• [DIRECTIONS]: Extend the lecture notes on Paxos and consensus below, writing the material that comes after their final heading about using consensus for a state machine.

• [DOCUMENT TEXT]:
Today: achieving consensus via Paxos and how to use this

Two weeks ago (and ongoing):
 - Lab 2 - Primary/backup replication
 - Chain Replication
 - Limitations of this approach:
  - Lab 2 - can only tolerate one replica failure (and sometimes not
    even that!)
  - both: need to have this view service -- punting on the problem?
  - How do we make an actually fault tolerant service?

Last week:
 - Consensus & FLP
 - The consensus problem
    - multiple processes start with an input value
    - processes run protocol, then output chosen value
    - all non-faulty processes choose the same value

Paxos:
 - algorithm for achieving consensus in an asynchronous network
 - can be used to implement a state machine
 - guarantees safety despite any number of faults
 - supposedly guarantees progress when any majority of replicas are
   running
   [really? what about FLP?]
 - actually: majority of replicas are running and can communicate for
   long enough to run protocol

Paxos history:
 - first Paxos paper, Lamport 1990
 - Viewstamped Replication, Oki & Liskov 1989
 - first Paxos paper published, 1998
 - research systems, ~mid 90s
 - first practical deployments, ~mid 2000s
 - Paxos everywhere: 2010s
 - Lamport wins Turing Award, 2014 [Liskov in 2008]

Why such a long gap?
 - before its time: how many distributed systems in 1990?
 - paper is incredibly complicated!
 - ...especially the original paper, which was in metaphor!
 - Lynch et al did not recognize it as having anything to do with
   distributed systems

Meanwhile, at MIT:
 - Liskov and group develop Viewstamped Replication: essentially the
   same protocol, although nobody realizes it for decades
 - was part of a distributed transaction system and language (Argus
   project), hard to disentangle the replication part
 - VR Revisited paper, 2012: tries to do this
 - also ~2012: RAFT project @ Stanford tries to make
   easy-to-understand consensus algorithm, similar to VR
 - Liskov received Turing Award in 2008 primarily for the idea of
   abstract data types and their application to programming languages
   (OOP)

Three challenges about Paxos:
 - how does it work?
 - why does it work?
 - how do we actually use it to build a system?
 [these are in roughly increasing order of difficulty, I think!]

Why is replication hard?
 - split brain problem
 - consider Lab 2 design: primary and backup are unable to communicate
   with each other over the network, but clients can communicate with
   one or both
 - should backup consider primary failed and start processing
   requests?
 - what if the primary considers the backup failed and keeps
   processing requests?
 - could have differing states from that point!
 - Lab 2 (& Chain Replication) deal with this by having a view server
   - whichever replica the view server can talk to is up, the other loses

Using consensus for a state machine: (big picture)

• [DATA PROVIDED]:
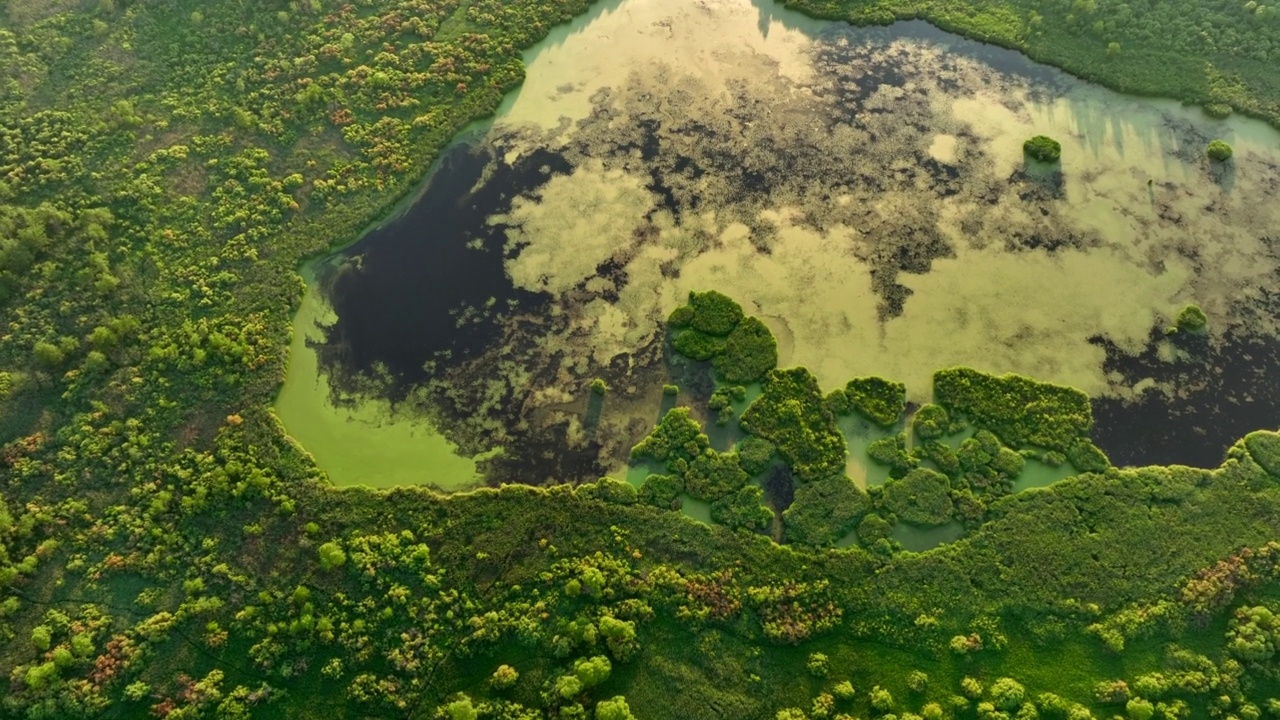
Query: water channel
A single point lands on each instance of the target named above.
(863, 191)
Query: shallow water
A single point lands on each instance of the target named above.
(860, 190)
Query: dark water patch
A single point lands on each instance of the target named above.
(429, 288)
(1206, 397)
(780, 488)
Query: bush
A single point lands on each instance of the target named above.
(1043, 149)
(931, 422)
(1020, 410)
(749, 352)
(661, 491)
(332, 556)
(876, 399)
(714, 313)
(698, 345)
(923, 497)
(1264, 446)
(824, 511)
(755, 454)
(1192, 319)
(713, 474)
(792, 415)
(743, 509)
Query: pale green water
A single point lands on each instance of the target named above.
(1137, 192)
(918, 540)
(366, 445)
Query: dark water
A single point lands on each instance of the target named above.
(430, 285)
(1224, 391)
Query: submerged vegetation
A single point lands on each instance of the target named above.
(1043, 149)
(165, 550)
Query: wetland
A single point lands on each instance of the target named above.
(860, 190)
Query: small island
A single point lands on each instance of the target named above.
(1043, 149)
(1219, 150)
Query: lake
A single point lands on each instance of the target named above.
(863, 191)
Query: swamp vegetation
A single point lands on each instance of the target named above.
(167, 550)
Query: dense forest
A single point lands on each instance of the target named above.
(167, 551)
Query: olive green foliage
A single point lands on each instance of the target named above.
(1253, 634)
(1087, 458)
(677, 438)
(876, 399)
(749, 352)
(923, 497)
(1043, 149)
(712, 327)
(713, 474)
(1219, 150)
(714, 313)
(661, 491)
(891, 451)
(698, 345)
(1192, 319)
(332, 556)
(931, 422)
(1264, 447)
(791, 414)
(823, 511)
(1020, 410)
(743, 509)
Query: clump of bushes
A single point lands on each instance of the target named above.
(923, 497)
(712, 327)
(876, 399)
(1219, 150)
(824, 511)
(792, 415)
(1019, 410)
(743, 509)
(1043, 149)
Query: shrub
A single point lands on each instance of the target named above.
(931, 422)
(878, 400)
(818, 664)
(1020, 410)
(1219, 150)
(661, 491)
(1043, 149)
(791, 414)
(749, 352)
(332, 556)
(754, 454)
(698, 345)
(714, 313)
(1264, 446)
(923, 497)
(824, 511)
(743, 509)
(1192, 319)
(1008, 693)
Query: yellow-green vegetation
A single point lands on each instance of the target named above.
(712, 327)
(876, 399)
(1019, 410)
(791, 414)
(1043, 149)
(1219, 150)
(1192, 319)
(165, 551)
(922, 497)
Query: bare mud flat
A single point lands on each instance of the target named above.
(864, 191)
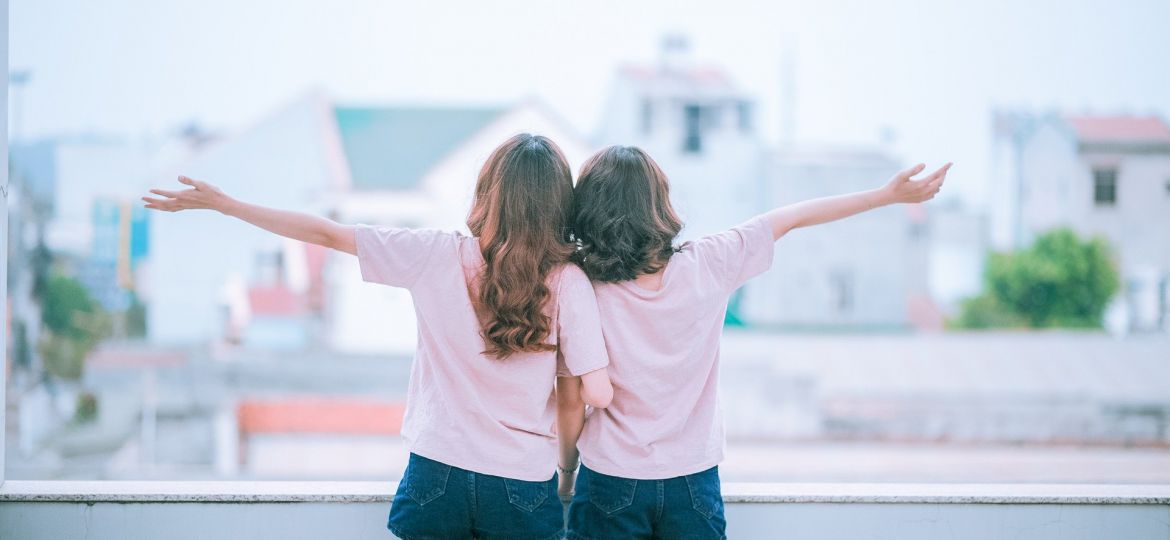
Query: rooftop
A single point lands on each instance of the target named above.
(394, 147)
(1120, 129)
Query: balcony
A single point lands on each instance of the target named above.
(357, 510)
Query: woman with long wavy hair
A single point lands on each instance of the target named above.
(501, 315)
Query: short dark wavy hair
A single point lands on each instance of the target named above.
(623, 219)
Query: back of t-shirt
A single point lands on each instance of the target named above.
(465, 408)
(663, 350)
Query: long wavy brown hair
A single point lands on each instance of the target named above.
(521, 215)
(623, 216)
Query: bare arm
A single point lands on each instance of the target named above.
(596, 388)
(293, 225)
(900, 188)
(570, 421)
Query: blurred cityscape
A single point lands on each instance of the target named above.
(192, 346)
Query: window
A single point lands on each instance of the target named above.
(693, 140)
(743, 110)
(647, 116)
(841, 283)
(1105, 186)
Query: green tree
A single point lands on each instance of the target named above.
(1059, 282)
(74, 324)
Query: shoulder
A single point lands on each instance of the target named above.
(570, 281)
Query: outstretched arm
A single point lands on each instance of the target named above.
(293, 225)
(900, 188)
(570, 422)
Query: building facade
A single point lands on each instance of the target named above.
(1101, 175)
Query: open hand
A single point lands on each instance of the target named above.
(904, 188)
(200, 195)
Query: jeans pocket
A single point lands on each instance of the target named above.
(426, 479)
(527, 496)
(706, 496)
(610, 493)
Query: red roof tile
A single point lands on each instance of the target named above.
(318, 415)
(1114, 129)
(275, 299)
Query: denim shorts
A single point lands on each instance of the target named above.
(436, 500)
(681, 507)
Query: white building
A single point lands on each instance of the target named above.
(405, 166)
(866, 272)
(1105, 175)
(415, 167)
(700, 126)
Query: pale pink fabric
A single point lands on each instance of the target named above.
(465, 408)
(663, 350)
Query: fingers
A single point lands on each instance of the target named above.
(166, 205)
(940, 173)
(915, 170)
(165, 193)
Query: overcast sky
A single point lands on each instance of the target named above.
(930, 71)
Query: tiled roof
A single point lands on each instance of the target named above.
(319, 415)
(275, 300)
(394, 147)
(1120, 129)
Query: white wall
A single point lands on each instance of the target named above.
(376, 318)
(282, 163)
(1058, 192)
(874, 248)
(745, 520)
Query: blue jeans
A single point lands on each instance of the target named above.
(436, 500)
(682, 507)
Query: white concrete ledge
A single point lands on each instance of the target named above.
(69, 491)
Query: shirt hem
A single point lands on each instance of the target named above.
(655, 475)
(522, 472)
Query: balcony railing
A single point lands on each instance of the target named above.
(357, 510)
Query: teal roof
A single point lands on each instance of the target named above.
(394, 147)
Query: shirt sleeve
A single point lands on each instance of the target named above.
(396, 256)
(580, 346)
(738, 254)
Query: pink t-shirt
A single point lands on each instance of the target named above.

• [RESULT FOR THIS TASK]:
  - need at least 3 replicas [why in a minute], no designated primary,
    no viewserver
  - replicas maintain a log of operations
  - clients send requests to some replica
  - that replica proposes that client's request as the next operation
    in log
  - once replicas achieve consensus on the next entry in the log,
    execute it and return to the client

Today: two approaches to using Paxos
 - basic approach (Lab 3)
   - run an instance of Paxos per entry in the log
 - more sophisticated approach (Viewstamped Replication)
   - use Paxos to elect a primary (aka leader, distinguished proposer)
   - more efficient
   - avoids liveness problems

Paxos-per-operation approach (Lab 3):
 - 3 replicas, no viewserver
 - each replica has a log: numbered list of Put/Get operations
 - clients send RPC to any replica (not just primary)
 - replica starts Paxos proposal for latest log entry to append op
   - this is a separate Paxos instance from previous log entries
   - agreement might result in a different op for that log entry!
 - once agreement received, execute log entries up to that point,
   respond to client

Terminology:
 - proposers propose a value
 - acceptors choose one of the proposed values
 - learners find out which value has been chosen
 - in the labs, and in pretty much every real Paxos system, every node
   plays *all three* roles

what does Paxos provide?
  Lab 3 interface on each server:
    Start(seq, v) -- to propose v as value for instance seq
    fate, v := Status(seq) -- to find out the agreed value for instance seq
  correctness:
    if agreement reached, all agreeing servers agree on same value
    corollary: once any agreement reached, never changes its mind
    critical since, after agreement, servers may update state or reply to clients
    (may not agree if too many lost messages, crashed servers)

example:
  client sends Put(a,b) to S1
  S1 picks log entry 3
  S1 uses Paxos to get all servers to agree that entry 3 holds Put(a,b)
  
example:
  client sends Get(a) to S2
  S2 picks log entry 4
  S2 uses Paxos to get all servers to agree that entry 4 holds Get(a)
  S2 scans log up to entry 4 to find latest Put(a,...)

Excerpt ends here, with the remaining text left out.